* DOCUMENT PASSAGE
⁂

MultiLevelProblem.hpp

/*=========================================================================

 Program: FEMuS
 Module: MultiLevelProblem
 Authors: Eugenio Aulisa, Simone Bnà, Giorgio Bornia

 Copyright (c) FEMuS
 All rights reserved.

 This software is distributed WITHOUT ANY WARRANTY; without even
 the implied warranty of MERCHANTABILITY or FITNESS FOR A PARTICULAR
 PURPOSE.  See the above copyright notice for more information.

=========================================================================*/

#ifndef __femus_equations_MultiLevelProblem_hpp__
#define __femus_equations_MultiLevelProblem_hpp__

//----------------------------------------------------------------------------
// includes :
//----------------------------------------------------------------------------
#include "MultiLevelMesh.hpp"
#include "MultiLevelSolution.hpp"
#include "Solution.hpp"
#include "Parameters.hpp"
#include "ParallelObject.hpp"
#include "MgSmootherEnum.hpp"
#include <vector>
#include <map>
#include "GaussPoints.hpp"
#include "FemusInputParser.hpp"

namespace femus {

using std::map;

//------------------------------------------------------------------------------
// Forward declarations
//------------------------------------------------------------------------------
class System;
class MultiLevelMeshTwo;
class elem_type;
class QuantityMap;


typedef double (*initfunc) (const double &x, const double &y, const double &z);

/**
* This class is a black box container to handle multilevel problems.

⁂

* EXTRACTED ENTRIES
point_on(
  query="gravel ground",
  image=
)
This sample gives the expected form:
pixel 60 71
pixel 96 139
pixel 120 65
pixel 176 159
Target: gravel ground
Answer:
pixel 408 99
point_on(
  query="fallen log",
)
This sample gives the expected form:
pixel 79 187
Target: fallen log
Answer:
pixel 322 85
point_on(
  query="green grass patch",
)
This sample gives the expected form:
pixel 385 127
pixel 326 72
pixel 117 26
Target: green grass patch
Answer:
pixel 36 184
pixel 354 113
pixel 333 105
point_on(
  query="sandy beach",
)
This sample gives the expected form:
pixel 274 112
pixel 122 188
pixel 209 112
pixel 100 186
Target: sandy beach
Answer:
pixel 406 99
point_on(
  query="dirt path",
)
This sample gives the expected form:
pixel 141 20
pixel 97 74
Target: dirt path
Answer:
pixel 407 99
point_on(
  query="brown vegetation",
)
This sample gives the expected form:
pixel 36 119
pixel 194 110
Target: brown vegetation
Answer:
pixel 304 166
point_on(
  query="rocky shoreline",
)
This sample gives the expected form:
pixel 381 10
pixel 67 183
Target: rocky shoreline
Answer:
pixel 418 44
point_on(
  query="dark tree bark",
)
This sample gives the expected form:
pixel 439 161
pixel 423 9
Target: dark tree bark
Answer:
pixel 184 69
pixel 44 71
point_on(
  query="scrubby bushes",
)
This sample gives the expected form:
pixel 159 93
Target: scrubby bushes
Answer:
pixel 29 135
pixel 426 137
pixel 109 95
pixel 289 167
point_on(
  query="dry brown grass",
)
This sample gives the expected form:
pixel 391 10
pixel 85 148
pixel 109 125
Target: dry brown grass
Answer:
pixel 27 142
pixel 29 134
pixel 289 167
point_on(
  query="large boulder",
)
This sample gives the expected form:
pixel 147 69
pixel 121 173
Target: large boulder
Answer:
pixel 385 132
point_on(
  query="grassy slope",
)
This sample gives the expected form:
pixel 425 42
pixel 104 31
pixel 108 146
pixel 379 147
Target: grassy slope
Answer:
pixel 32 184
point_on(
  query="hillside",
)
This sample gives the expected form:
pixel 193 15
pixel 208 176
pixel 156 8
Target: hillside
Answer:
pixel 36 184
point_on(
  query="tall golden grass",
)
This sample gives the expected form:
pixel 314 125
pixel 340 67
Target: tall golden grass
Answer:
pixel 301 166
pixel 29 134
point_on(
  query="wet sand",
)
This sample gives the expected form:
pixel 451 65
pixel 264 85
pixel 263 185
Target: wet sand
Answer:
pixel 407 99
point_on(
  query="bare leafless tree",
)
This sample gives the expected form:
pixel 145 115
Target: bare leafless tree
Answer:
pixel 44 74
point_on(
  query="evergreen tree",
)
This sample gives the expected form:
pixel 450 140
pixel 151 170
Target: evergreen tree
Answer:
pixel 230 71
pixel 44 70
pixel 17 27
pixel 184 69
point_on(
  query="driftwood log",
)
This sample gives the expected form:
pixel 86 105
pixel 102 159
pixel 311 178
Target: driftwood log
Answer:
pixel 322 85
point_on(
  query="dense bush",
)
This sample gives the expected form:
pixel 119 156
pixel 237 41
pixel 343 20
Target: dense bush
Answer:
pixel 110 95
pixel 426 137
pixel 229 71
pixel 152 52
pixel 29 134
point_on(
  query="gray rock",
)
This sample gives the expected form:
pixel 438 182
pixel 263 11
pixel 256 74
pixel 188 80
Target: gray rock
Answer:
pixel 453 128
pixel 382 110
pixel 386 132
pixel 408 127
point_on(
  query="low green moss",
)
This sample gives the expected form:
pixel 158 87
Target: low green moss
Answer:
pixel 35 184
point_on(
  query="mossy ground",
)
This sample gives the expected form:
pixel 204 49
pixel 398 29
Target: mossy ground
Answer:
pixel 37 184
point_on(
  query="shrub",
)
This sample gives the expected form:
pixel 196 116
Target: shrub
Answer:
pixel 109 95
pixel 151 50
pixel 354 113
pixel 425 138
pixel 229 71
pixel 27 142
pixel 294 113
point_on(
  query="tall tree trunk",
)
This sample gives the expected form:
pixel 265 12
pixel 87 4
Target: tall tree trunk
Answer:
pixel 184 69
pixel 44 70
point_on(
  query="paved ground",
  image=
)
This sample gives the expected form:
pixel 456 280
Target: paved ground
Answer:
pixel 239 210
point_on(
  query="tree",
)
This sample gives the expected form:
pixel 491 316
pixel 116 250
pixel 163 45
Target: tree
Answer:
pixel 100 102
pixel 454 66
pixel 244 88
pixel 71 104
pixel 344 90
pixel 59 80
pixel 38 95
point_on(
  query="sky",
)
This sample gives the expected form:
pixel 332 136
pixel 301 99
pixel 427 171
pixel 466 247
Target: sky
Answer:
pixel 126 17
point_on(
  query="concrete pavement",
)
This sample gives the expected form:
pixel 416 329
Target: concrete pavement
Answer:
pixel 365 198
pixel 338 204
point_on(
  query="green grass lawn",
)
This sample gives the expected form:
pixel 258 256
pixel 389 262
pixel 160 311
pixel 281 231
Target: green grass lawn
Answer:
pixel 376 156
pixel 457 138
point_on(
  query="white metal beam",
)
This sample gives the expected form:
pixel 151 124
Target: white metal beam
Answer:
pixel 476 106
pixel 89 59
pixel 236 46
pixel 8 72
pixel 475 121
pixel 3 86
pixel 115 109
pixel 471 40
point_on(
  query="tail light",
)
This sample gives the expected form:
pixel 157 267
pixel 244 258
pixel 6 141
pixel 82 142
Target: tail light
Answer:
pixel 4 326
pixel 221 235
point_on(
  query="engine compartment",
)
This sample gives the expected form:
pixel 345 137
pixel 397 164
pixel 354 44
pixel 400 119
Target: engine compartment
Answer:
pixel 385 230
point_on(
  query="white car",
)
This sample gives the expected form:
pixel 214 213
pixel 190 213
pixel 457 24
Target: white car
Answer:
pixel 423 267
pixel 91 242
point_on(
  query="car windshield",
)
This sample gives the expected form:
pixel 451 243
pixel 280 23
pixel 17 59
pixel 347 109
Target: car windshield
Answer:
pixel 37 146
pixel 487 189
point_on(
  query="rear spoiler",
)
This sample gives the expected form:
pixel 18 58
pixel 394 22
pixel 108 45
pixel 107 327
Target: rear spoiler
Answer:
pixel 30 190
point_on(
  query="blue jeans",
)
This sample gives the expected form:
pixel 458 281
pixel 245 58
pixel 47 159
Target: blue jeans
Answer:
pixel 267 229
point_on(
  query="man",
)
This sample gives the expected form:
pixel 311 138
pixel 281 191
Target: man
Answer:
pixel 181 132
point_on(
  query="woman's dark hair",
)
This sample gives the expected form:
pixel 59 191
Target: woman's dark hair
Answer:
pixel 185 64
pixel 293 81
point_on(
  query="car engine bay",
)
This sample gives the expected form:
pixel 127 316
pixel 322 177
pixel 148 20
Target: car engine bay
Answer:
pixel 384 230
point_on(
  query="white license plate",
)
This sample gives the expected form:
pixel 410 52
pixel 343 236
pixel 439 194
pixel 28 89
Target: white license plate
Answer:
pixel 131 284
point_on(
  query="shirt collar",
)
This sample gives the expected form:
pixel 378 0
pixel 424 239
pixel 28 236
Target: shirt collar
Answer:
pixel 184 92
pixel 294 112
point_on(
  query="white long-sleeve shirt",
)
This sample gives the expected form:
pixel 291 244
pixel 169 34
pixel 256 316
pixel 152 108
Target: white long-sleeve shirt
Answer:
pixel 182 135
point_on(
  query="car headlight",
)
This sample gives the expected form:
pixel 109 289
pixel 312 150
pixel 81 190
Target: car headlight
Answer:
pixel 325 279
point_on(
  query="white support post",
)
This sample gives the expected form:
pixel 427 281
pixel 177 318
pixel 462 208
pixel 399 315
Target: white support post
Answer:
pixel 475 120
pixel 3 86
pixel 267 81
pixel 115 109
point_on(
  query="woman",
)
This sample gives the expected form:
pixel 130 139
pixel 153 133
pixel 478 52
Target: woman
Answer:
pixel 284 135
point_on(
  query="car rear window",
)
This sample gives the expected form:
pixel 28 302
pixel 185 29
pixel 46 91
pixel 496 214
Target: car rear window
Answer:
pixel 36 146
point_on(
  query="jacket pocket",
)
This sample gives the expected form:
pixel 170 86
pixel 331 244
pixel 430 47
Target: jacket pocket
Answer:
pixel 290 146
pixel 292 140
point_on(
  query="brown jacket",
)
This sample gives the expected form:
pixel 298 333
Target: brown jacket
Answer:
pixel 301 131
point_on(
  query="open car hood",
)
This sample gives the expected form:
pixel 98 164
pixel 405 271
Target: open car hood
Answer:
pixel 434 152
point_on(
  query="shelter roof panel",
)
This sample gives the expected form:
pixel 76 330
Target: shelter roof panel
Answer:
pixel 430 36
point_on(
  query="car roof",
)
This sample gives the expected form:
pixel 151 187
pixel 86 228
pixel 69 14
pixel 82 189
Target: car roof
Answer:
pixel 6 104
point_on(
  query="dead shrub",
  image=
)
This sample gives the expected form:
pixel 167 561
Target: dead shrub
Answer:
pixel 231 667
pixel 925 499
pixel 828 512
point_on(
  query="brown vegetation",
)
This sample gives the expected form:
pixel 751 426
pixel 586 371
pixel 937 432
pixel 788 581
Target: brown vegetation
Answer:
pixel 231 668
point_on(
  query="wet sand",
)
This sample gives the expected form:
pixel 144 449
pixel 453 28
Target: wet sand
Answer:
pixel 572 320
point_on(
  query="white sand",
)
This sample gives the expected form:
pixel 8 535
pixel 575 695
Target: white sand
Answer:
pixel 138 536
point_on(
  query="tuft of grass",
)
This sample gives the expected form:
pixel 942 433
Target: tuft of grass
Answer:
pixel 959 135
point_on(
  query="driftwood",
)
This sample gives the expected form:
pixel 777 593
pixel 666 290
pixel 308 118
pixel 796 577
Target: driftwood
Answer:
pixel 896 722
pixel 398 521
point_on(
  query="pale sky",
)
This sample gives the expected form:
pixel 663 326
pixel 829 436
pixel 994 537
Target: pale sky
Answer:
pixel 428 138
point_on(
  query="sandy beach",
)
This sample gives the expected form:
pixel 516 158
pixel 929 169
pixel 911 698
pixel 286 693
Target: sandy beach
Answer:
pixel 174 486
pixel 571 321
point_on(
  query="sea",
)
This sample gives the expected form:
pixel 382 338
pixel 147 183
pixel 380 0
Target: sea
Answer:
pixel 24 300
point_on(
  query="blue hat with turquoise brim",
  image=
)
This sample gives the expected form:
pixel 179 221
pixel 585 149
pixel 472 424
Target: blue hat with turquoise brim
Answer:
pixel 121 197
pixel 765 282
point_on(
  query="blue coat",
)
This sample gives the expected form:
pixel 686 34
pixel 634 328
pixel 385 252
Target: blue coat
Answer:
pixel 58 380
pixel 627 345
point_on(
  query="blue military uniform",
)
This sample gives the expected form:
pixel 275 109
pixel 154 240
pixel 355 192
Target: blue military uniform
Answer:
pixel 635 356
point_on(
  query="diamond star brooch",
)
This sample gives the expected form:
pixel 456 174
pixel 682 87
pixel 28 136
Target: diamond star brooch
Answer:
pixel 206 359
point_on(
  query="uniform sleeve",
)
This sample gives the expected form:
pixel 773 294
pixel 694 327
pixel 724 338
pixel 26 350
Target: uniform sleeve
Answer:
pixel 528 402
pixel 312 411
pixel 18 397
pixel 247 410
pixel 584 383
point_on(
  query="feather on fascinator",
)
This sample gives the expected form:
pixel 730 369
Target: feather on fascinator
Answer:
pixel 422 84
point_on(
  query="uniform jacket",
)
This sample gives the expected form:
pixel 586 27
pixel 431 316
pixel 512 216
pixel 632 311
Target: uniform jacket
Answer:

⁂

* DIRECTIONS
a – Which authors does the header file list?
b – Report each line of the records that contains the string "golden", matching its case exactly.
The header file and the records are unrelated material.

* TASK-BY-TASK RESULTS
a – Eugenio Aulisa, Simone Bnà and Giorgio Bornia.

b –
  query="tall golden grass",
Target: tall golden grass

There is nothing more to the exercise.